> _WHAT THE EXERCISE ASKS_: Copy exactly the run of lines that begins at the line with "Spot the decorative" and ends at the final line of the entries.

** Begin AVAILABLE DATA **

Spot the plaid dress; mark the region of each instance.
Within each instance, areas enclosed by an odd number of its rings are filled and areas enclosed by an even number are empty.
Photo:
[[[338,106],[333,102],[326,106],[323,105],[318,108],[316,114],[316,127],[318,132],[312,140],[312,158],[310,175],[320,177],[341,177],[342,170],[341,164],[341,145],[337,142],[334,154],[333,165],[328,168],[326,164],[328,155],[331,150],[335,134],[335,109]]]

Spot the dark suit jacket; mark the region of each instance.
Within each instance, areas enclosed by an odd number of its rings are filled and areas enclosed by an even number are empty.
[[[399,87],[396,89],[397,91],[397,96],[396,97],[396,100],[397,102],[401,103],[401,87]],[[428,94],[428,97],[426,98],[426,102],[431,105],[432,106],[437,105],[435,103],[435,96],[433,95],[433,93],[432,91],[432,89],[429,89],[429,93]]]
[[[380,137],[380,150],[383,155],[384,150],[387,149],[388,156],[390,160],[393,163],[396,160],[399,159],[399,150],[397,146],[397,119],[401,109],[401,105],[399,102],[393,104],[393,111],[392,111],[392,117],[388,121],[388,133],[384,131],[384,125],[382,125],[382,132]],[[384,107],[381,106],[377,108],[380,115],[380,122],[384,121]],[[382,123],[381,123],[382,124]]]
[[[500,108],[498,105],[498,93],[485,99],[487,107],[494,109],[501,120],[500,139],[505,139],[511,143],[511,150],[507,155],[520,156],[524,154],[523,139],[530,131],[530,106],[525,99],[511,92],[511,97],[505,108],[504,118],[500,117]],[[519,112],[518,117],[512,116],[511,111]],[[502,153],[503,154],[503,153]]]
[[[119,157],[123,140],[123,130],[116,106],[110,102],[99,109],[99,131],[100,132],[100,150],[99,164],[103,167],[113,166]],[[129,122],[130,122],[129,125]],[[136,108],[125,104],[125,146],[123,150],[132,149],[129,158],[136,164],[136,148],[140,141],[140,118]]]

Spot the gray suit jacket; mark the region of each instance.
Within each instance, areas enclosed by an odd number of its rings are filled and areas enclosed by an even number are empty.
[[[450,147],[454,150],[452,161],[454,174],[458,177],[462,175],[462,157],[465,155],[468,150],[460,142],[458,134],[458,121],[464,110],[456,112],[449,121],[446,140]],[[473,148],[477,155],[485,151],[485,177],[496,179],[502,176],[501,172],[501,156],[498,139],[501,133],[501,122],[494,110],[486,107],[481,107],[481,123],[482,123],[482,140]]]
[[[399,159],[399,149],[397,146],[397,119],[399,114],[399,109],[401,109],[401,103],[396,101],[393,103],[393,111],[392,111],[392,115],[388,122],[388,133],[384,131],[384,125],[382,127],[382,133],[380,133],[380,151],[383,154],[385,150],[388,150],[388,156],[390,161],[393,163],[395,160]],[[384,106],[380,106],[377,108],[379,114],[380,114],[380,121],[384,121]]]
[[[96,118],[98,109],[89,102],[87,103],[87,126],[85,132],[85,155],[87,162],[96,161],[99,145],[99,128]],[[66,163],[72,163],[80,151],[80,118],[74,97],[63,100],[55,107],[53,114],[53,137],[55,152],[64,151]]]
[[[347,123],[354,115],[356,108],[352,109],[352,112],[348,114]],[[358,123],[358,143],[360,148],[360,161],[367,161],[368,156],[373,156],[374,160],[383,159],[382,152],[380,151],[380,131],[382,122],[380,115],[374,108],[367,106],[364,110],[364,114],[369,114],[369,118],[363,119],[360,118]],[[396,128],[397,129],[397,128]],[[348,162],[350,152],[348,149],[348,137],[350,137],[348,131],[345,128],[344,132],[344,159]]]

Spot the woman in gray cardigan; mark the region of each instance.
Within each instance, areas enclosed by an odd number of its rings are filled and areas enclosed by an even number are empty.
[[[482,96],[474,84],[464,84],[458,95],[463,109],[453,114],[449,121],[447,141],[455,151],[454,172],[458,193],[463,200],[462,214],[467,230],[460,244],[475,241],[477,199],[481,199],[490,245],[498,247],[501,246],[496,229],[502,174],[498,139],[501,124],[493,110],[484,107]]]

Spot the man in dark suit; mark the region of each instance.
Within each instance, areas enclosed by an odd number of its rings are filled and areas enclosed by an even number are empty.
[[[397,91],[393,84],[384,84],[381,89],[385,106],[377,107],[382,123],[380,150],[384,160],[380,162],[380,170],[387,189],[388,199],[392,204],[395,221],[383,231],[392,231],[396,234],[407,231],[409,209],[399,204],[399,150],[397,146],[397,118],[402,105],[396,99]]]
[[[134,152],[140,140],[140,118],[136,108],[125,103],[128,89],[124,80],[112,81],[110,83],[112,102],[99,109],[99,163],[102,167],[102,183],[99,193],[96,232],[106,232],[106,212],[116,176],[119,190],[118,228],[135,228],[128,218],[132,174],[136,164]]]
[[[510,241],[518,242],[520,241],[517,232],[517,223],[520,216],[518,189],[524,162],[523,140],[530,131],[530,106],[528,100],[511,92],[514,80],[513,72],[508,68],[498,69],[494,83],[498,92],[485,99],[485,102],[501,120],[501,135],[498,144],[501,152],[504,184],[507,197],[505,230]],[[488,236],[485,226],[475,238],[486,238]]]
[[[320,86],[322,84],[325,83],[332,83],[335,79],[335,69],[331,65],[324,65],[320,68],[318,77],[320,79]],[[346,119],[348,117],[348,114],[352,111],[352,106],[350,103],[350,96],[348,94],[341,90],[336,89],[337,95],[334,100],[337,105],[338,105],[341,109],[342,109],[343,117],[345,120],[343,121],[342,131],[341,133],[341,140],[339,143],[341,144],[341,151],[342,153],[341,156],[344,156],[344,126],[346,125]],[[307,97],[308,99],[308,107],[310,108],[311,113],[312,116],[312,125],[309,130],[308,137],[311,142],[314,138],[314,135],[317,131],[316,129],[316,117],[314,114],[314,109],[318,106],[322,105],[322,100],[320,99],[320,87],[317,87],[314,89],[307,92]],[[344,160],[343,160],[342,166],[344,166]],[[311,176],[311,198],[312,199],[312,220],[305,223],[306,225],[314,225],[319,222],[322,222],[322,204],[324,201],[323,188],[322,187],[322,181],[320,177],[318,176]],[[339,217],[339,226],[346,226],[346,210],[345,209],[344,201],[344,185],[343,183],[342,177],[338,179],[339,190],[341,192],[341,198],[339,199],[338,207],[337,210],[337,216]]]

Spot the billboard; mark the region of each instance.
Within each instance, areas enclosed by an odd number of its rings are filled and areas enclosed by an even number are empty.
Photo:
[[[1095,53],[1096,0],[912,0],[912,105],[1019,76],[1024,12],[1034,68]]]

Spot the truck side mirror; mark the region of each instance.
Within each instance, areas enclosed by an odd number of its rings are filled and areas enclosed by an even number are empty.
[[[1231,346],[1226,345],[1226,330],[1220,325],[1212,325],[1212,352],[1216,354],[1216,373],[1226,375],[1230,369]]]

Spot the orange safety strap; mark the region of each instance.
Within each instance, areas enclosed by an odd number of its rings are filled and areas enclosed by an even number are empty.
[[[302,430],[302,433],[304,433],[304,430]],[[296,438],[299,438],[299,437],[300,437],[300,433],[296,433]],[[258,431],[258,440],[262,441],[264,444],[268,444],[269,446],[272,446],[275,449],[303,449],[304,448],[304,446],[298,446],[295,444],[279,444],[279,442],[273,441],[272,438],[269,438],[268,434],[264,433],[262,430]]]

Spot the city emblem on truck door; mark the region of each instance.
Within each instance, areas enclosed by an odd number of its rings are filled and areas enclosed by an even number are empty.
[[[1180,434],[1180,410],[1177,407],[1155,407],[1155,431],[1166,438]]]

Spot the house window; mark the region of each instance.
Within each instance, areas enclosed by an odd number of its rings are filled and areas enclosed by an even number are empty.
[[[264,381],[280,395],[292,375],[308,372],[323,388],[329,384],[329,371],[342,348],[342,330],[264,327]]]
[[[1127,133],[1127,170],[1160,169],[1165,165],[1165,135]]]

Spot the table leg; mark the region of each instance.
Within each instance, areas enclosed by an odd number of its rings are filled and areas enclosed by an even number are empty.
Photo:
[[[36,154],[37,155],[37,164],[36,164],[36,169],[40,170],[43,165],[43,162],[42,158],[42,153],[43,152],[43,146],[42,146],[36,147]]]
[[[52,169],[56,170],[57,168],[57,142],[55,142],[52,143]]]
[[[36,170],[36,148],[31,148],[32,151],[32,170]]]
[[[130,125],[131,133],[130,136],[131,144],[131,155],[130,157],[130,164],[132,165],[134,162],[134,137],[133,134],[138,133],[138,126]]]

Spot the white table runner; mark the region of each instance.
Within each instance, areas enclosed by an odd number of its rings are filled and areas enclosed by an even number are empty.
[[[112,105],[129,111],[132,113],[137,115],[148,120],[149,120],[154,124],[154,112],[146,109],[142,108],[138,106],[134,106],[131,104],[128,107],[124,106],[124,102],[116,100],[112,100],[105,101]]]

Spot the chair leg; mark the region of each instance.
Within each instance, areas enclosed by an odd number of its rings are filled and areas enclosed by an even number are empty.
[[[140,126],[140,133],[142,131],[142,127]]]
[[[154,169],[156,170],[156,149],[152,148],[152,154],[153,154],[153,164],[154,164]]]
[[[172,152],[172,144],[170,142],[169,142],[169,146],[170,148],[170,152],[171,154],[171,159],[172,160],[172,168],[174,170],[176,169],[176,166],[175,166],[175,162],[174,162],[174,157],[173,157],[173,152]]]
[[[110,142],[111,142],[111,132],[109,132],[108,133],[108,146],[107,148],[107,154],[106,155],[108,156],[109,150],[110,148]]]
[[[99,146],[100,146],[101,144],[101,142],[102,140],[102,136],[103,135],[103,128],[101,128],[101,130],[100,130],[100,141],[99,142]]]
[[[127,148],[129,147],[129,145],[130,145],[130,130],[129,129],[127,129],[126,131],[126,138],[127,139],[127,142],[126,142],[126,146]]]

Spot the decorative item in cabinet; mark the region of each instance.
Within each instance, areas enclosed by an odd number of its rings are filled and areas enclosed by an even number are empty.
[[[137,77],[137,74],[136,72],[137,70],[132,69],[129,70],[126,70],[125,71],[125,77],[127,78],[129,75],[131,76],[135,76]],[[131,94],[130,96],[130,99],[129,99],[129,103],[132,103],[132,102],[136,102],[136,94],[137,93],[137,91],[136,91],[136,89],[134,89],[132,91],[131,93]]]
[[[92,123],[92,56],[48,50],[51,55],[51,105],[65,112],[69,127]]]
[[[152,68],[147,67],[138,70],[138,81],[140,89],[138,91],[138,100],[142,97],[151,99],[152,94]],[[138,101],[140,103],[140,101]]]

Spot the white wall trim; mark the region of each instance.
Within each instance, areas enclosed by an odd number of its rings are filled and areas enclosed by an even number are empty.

** End AVAILABLE DATA **

> _ANSWER TO THIS PROBLEM_:
Spot the decorative item in cabinet; mark the region of each instance.
Within each instance, areas enclosed by an odd number of its rings are filled and areas enclosed by an even number are empty.
[[[137,77],[137,74],[136,72],[137,70],[132,69],[129,70],[126,70],[125,71],[125,77],[127,78],[129,75],[131,76],[135,76]],[[131,94],[130,96],[130,99],[129,99],[129,103],[132,103],[132,102],[136,102],[136,94],[137,93],[137,91],[136,91],[136,89],[134,89],[132,91],[131,93]]]
[[[92,123],[92,56],[48,50],[51,55],[51,105],[65,112],[69,127]]]
[[[152,68],[147,67],[138,70],[138,81],[140,89],[138,91],[138,100],[142,97],[151,99],[152,94]],[[138,101],[140,103],[140,101]]]

Spot the white wall trim; mark the region of each instance.
Within each instance, areas enclosed by an odd number of its rings are filled and areas enclosed by an even number are empty.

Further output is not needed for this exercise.